• [MATERIAL SHOWN]

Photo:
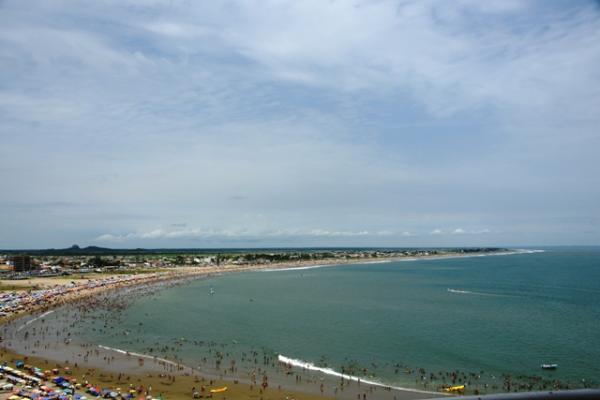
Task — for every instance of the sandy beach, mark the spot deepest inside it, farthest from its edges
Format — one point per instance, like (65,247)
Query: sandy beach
(39,332)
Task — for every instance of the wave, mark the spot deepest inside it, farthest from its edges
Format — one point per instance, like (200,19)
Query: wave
(34,319)
(328,371)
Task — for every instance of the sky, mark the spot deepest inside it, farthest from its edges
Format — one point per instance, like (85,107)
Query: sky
(166,123)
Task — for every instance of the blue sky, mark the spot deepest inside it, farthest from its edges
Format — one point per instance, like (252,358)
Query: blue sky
(286,123)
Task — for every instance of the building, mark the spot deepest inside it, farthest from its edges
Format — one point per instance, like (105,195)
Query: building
(21,263)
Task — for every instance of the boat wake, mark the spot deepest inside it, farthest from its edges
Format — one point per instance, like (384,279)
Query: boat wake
(294,268)
(34,319)
(459,291)
(131,353)
(328,371)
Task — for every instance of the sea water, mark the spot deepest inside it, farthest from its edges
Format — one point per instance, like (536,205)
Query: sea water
(488,316)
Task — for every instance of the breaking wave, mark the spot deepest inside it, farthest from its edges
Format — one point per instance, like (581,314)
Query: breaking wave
(328,371)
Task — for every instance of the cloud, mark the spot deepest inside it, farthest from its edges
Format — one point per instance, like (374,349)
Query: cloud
(389,122)
(232,234)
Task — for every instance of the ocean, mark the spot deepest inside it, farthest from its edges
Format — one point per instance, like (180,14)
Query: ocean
(396,323)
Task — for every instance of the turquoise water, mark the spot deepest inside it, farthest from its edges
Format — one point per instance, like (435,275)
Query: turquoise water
(503,315)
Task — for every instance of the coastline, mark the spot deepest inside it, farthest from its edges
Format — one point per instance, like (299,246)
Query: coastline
(188,273)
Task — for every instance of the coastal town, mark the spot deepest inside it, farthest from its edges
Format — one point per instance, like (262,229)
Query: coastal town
(15,265)
(36,282)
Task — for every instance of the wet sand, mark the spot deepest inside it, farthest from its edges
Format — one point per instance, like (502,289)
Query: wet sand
(47,337)
(43,331)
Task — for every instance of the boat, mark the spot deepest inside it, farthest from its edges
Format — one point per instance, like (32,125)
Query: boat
(458,388)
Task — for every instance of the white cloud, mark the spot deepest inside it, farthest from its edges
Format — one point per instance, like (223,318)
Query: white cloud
(232,234)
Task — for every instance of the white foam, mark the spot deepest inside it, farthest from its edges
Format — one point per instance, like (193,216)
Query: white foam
(329,371)
(34,319)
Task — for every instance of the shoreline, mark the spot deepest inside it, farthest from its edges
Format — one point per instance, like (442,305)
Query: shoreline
(183,274)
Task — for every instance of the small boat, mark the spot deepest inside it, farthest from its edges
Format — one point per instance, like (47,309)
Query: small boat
(458,388)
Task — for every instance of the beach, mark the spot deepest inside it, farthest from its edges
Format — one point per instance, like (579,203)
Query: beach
(43,305)
(108,307)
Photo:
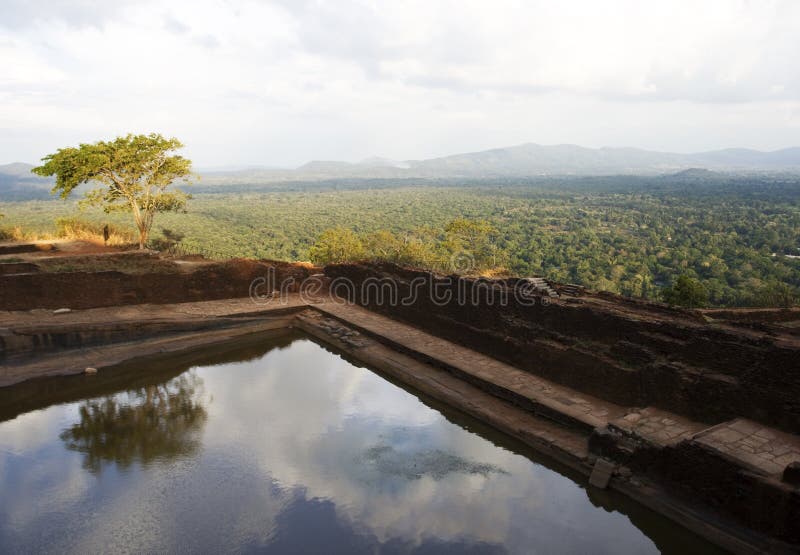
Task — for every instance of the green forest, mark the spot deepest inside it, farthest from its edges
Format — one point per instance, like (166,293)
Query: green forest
(737,238)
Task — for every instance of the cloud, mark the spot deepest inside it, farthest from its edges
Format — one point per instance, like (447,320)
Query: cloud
(286,81)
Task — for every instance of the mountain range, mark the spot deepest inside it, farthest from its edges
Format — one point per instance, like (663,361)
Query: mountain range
(517,161)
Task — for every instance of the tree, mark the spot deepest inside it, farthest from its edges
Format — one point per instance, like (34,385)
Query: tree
(337,245)
(687,292)
(135,172)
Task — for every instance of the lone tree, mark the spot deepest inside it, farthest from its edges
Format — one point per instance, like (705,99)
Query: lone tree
(134,171)
(687,292)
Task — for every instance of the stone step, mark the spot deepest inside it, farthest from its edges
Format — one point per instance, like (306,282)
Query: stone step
(751,445)
(532,393)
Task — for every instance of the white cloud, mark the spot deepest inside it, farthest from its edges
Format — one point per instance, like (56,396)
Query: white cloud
(282,82)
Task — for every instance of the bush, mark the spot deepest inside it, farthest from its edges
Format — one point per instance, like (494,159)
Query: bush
(686,291)
(76,228)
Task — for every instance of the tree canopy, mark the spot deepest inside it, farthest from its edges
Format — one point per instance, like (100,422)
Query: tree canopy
(134,172)
(687,292)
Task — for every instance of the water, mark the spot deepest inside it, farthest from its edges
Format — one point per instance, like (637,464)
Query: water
(284,447)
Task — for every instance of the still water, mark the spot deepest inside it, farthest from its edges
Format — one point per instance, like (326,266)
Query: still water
(284,447)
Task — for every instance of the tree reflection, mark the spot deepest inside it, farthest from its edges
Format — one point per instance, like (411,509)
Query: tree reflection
(159,421)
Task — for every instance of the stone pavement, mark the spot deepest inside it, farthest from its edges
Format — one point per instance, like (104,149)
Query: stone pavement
(657,426)
(750,444)
(522,388)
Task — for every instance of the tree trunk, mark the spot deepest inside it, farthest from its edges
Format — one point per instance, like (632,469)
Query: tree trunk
(143,233)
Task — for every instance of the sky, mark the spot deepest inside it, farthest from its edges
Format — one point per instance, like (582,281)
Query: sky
(282,82)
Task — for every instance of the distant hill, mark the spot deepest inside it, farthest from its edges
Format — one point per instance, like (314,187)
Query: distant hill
(18,183)
(536,160)
(527,160)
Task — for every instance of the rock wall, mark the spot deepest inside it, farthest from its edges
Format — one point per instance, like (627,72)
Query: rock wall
(80,290)
(630,353)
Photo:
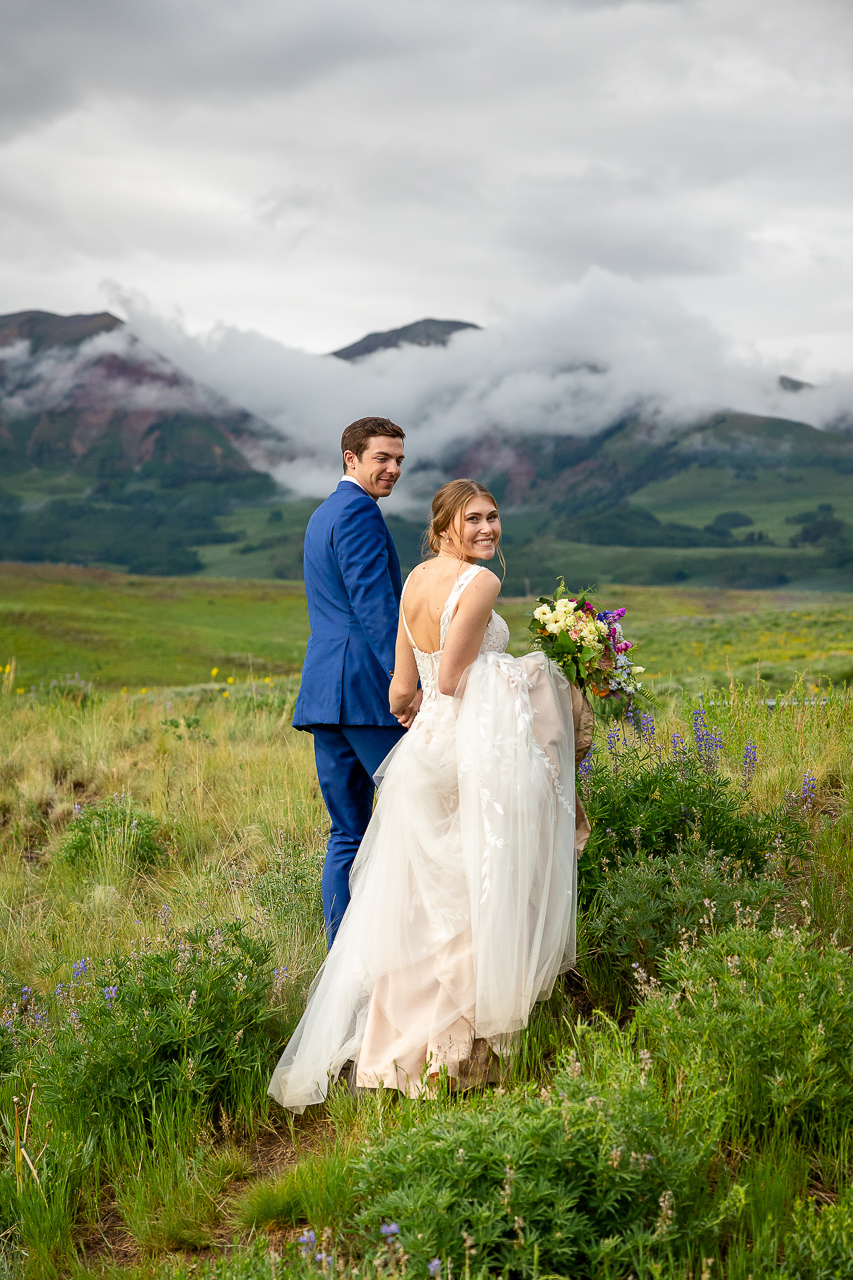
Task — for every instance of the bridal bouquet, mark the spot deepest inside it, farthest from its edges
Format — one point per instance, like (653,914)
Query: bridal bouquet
(587,643)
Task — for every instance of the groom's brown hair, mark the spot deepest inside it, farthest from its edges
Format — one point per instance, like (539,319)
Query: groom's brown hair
(356,435)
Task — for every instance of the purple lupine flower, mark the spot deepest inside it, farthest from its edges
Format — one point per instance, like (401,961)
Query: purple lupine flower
(810,789)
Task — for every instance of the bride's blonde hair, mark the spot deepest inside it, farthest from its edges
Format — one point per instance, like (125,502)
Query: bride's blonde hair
(448,506)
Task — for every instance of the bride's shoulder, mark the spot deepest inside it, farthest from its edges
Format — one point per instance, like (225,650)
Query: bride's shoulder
(486,583)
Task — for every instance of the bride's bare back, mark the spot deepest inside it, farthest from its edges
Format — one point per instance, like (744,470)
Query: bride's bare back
(424,598)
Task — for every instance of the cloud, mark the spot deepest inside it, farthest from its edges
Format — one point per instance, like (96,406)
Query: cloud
(576,362)
(322,168)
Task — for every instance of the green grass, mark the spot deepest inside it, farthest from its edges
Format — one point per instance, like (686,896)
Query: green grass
(118,630)
(240,830)
(140,632)
(696,496)
(232,791)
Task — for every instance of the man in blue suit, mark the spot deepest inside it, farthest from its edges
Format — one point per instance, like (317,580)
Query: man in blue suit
(354,585)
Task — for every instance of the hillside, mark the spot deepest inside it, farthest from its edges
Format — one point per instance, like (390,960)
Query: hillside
(110,453)
(422,333)
(112,456)
(82,394)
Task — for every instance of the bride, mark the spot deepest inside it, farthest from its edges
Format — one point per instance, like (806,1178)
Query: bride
(464,890)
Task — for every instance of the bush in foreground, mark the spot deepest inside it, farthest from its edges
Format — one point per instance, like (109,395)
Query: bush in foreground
(187,1019)
(765,1018)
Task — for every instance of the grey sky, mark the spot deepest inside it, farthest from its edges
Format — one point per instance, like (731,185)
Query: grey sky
(313,169)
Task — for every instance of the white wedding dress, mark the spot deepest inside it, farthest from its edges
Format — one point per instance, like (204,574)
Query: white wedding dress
(464,890)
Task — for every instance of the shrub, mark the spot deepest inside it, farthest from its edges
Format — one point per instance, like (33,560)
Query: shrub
(568,1182)
(191,1019)
(820,1244)
(109,832)
(653,903)
(648,799)
(767,1016)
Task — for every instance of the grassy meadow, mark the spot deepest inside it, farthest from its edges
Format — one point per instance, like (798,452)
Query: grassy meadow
(135,632)
(679,1107)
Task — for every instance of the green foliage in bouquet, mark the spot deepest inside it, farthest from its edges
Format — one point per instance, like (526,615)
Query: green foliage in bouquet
(190,1019)
(588,644)
(109,833)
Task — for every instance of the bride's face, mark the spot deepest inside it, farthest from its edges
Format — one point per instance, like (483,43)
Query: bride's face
(478,531)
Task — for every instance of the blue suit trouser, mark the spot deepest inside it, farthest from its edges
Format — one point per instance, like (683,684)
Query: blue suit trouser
(347,757)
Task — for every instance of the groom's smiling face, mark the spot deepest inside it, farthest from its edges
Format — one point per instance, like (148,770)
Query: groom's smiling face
(379,466)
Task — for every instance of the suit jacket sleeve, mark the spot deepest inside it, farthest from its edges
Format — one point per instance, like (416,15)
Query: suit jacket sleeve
(361,551)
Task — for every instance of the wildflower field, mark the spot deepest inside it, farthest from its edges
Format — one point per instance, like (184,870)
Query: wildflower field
(679,1107)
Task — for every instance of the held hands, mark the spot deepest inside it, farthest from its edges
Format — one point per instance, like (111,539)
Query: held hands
(407,716)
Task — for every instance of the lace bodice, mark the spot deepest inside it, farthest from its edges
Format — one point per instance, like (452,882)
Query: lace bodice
(495,639)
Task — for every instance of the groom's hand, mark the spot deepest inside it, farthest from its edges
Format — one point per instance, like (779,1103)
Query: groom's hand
(406,717)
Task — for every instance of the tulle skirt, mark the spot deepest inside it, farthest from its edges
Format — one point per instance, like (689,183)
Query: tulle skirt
(464,892)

• [EXERCISE AIM]
The lines to reproduce run from the line containing "Task — for every instance of the suit" to the end of the listing; write them out exactly and add nothing.

• [RESPONSE TO THE EXERCISE]
Task — for every instance of the suit jacket sleeve, mark the spot deepest inside it, farthest from its edges
Format — one point per instance, like (416,15)
Query: suit jacket sleeve
(361,551)
Task — for every instance of the wildflower field, mark the spot deepest inside it, farthest from its edges
Format — one point per instance, like (184,870)
Query: wildflower field
(679,1107)
Task — for every instance of the held hands, mark the spot deepest inside it, farthest from its edges
Format — one point per instance, like (111,539)
Query: held hands
(407,716)
Task — for every instance of the lace bodice, mark the spot deepest inside it, farthest from its edges
Format — one point per instance, like (452,882)
Query: lace bodice
(495,639)
Task — for every instance of the groom's hand, mark the spot deepest inside it, farthest from its edges
Format — one point per instance, like (779,1103)
Query: groom's hand
(406,717)
Task — for every instance of the tulle skirt, mark the spot deepest inside it, farthest from its edges
Format — one point per instance, like (689,183)
Query: tulle skirt
(464,892)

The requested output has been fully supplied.